** Opening Provided entries block **

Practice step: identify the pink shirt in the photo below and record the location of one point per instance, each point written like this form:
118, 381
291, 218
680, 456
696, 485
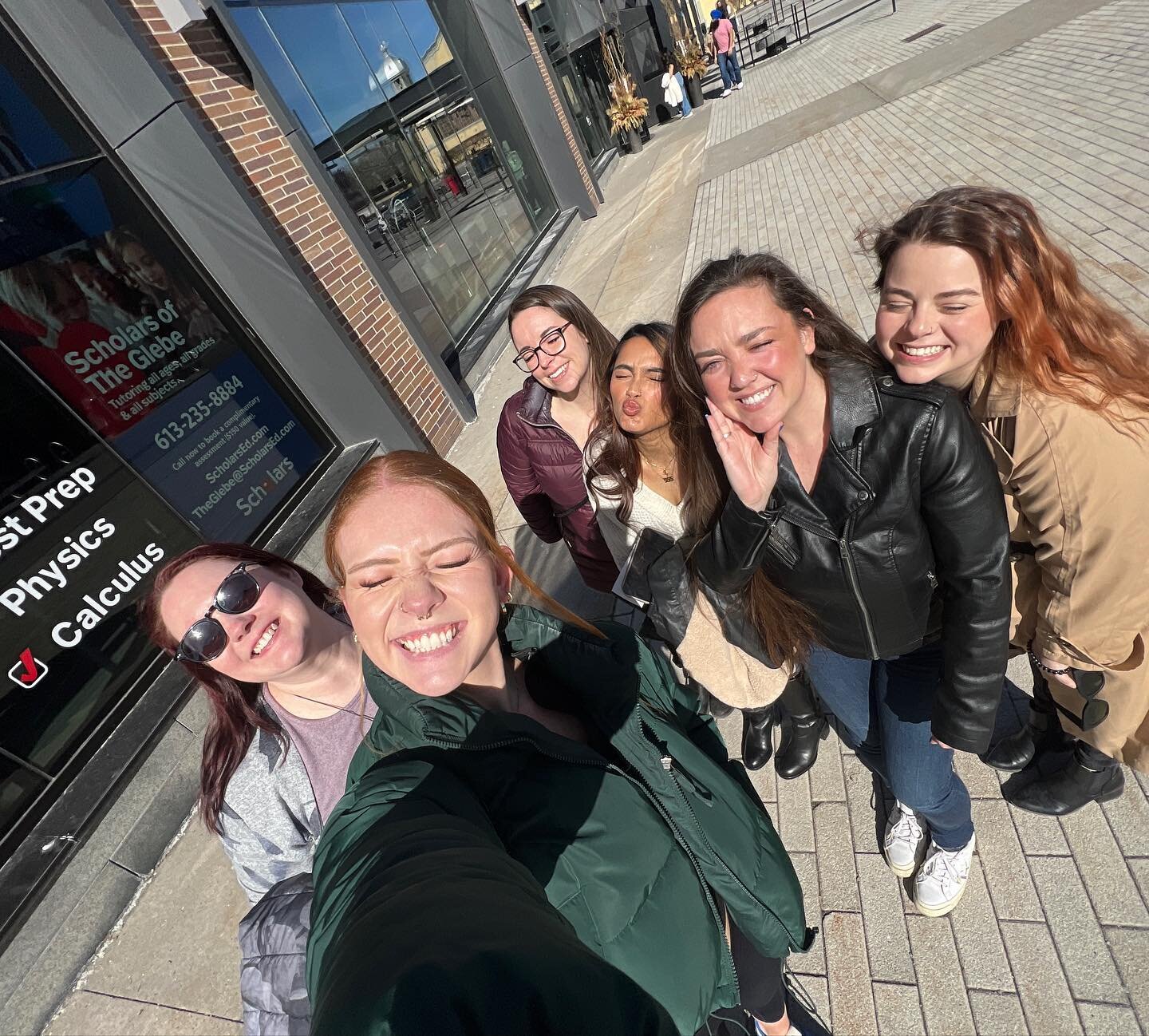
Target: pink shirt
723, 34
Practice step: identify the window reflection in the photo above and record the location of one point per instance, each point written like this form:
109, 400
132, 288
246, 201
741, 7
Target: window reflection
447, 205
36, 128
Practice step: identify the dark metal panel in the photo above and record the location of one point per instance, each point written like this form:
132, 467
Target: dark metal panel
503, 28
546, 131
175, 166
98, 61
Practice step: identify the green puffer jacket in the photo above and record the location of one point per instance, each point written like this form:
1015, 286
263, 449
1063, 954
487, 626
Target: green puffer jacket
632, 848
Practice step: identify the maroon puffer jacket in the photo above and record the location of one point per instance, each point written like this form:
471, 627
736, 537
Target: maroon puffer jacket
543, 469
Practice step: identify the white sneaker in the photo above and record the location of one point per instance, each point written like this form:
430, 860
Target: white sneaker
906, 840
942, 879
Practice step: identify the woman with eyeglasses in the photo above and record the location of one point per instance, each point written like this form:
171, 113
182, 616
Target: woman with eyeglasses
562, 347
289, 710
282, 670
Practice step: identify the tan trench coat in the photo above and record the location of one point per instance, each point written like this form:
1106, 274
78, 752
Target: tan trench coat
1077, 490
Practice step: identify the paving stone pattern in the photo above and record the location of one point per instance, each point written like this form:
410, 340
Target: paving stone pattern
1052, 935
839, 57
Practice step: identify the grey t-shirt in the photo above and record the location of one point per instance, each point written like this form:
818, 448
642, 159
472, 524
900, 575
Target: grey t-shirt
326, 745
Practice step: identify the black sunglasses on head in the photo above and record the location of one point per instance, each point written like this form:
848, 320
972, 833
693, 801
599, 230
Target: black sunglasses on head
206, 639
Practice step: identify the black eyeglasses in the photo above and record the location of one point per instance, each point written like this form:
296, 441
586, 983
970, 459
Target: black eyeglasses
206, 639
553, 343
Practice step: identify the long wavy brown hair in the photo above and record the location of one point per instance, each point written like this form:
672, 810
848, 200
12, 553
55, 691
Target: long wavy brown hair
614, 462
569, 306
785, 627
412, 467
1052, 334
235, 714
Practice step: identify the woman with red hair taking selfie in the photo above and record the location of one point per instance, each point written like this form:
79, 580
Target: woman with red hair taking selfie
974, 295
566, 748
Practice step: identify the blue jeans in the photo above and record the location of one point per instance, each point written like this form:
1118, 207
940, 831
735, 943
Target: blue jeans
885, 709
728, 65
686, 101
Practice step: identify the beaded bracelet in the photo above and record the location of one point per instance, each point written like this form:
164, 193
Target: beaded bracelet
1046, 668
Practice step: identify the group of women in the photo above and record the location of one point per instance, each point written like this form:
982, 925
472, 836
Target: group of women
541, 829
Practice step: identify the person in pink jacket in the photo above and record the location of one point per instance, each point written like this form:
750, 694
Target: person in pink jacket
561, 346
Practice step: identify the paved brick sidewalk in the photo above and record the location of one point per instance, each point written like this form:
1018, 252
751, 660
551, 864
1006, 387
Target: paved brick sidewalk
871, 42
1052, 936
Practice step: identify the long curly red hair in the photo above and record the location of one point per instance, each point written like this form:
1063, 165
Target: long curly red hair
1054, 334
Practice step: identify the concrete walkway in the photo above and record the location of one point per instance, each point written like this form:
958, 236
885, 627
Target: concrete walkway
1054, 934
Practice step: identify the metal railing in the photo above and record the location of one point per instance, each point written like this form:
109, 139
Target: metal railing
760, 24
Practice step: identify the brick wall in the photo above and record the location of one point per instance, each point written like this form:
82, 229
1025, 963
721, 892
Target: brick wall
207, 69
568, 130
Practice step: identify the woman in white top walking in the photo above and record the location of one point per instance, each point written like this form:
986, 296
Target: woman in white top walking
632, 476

** Closing Provided entries block **
** Opening Provided entries block **

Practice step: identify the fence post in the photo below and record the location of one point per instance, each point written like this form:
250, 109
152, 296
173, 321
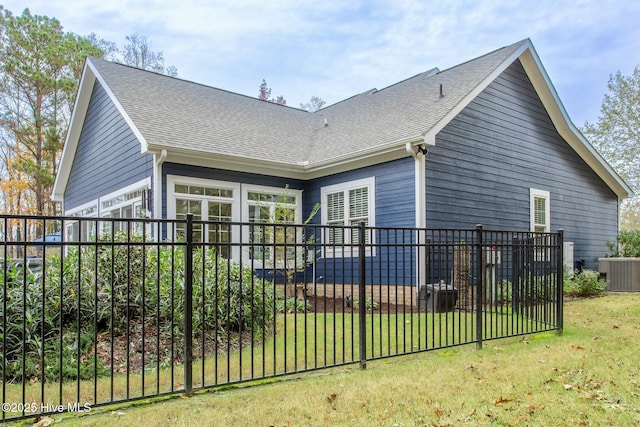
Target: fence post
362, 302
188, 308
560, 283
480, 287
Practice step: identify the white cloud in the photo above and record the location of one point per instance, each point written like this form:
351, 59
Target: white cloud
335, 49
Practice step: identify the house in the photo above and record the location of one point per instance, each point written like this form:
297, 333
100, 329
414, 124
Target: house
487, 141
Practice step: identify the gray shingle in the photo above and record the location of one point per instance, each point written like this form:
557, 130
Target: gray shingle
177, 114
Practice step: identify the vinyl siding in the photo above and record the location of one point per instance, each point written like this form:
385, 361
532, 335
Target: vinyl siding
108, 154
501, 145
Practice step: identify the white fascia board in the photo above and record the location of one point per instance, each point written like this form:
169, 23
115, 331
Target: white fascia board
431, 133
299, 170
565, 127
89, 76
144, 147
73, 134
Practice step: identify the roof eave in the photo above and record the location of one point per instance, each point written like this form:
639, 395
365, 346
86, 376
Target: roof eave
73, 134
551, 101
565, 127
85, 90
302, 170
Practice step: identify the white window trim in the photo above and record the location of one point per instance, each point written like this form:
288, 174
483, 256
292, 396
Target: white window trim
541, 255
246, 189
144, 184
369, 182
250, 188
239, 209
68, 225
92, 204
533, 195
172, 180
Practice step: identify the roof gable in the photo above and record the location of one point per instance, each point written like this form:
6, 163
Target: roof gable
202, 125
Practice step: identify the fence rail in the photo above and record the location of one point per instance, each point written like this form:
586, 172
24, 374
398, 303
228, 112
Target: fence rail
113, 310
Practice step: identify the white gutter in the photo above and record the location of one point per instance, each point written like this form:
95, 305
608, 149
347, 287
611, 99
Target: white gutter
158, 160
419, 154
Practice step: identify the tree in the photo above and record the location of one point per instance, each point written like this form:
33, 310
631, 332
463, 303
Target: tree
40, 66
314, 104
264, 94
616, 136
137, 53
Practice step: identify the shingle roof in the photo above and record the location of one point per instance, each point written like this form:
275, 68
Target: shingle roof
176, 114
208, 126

** Closing Provided entries block **
** Opening Provided entries block **

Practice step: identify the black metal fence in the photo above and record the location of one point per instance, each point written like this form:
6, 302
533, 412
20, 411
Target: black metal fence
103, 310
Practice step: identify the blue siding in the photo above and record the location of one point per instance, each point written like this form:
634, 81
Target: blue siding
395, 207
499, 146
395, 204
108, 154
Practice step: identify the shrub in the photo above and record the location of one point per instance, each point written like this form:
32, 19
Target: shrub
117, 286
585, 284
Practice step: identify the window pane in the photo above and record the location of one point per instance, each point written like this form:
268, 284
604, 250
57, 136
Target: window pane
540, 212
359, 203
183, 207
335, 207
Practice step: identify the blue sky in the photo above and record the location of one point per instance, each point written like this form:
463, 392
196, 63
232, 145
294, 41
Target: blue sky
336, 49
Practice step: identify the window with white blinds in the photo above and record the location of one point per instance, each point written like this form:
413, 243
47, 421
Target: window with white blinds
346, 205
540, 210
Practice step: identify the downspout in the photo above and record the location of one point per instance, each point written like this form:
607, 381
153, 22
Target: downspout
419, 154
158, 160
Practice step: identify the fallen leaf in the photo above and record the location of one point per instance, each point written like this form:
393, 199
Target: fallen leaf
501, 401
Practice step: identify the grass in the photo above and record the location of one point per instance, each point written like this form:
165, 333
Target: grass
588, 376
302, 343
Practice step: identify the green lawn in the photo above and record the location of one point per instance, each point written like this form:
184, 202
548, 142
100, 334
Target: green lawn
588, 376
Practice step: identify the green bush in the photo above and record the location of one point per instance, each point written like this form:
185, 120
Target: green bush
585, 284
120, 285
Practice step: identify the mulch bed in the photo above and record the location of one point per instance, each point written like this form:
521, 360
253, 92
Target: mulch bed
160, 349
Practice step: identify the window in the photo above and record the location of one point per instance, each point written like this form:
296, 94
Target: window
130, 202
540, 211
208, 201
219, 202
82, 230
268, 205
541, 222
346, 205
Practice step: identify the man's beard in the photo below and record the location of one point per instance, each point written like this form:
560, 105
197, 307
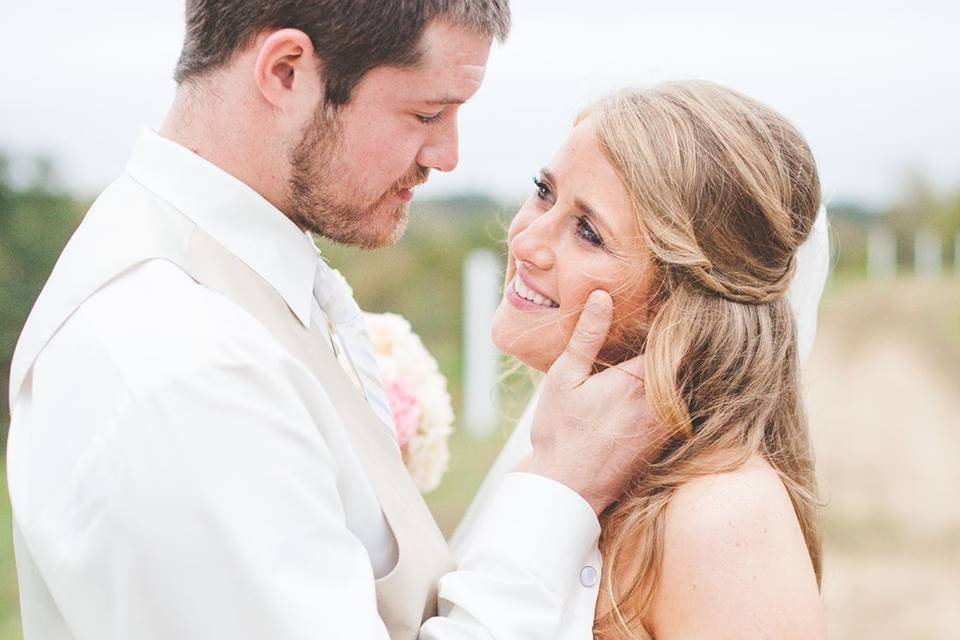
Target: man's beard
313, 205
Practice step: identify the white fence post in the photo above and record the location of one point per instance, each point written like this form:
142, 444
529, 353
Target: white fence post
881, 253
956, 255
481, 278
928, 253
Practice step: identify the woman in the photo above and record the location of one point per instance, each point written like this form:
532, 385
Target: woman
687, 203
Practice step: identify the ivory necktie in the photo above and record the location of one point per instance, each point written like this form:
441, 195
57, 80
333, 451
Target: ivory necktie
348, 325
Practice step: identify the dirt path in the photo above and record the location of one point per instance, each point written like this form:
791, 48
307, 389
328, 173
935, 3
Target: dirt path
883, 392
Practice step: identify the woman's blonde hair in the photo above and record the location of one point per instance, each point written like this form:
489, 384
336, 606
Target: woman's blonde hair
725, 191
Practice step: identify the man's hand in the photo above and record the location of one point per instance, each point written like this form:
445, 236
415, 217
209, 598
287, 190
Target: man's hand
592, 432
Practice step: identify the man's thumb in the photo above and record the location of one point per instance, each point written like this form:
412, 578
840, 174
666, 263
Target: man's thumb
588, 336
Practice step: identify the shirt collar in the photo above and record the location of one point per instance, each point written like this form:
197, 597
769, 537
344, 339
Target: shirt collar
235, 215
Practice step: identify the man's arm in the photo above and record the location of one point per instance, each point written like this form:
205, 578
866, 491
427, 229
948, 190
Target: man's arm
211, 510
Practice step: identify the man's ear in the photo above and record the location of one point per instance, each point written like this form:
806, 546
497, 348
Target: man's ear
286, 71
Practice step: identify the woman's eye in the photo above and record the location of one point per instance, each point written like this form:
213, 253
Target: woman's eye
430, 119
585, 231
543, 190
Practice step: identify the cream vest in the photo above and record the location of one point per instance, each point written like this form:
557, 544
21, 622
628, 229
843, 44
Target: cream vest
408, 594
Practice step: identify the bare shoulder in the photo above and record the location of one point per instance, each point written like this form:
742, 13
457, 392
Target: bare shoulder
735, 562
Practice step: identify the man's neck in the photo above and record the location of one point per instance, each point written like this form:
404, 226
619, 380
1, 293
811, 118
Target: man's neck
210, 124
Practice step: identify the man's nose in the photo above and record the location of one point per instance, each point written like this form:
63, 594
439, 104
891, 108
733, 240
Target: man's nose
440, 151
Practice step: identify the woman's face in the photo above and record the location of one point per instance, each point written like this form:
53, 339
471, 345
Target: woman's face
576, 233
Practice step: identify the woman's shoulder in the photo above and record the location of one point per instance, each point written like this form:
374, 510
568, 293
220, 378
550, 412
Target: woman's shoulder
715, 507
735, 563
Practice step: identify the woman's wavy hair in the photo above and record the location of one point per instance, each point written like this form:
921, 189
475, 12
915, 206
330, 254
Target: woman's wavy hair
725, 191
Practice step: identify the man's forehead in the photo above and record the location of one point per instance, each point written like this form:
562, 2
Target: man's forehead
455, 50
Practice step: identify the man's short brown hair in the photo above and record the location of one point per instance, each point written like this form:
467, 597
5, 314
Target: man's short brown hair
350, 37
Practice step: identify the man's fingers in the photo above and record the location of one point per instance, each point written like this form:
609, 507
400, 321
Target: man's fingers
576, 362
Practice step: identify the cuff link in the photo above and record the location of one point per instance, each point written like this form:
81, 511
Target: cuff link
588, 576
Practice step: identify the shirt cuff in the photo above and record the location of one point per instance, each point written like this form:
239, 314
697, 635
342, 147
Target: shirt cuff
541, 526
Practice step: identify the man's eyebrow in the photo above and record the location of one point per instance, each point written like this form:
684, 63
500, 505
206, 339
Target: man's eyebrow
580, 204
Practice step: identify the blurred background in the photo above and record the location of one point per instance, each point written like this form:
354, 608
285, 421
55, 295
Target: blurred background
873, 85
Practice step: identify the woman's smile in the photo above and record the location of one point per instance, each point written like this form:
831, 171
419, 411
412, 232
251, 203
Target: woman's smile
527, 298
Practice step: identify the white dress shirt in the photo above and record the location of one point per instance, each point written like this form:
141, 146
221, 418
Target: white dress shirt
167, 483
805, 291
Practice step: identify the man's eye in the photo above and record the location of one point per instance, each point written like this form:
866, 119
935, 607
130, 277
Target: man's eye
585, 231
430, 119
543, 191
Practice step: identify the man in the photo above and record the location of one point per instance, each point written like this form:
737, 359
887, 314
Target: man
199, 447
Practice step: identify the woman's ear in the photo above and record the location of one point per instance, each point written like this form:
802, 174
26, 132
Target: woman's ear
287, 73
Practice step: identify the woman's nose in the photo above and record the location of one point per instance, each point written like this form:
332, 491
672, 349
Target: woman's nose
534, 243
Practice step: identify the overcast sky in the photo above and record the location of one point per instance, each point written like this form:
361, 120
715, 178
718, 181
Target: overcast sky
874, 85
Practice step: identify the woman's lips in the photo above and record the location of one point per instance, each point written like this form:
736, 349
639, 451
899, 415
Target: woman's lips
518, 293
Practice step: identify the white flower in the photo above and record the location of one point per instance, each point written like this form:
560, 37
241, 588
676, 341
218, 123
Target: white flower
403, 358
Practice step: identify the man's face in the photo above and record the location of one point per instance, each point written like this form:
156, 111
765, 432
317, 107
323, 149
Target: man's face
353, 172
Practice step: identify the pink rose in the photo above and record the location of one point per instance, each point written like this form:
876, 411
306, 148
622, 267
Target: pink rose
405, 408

** Closing Provided entries block **

● **Problem to solve**
Count each line above where the string "below" occurs. Give the number only.

● **Output**
3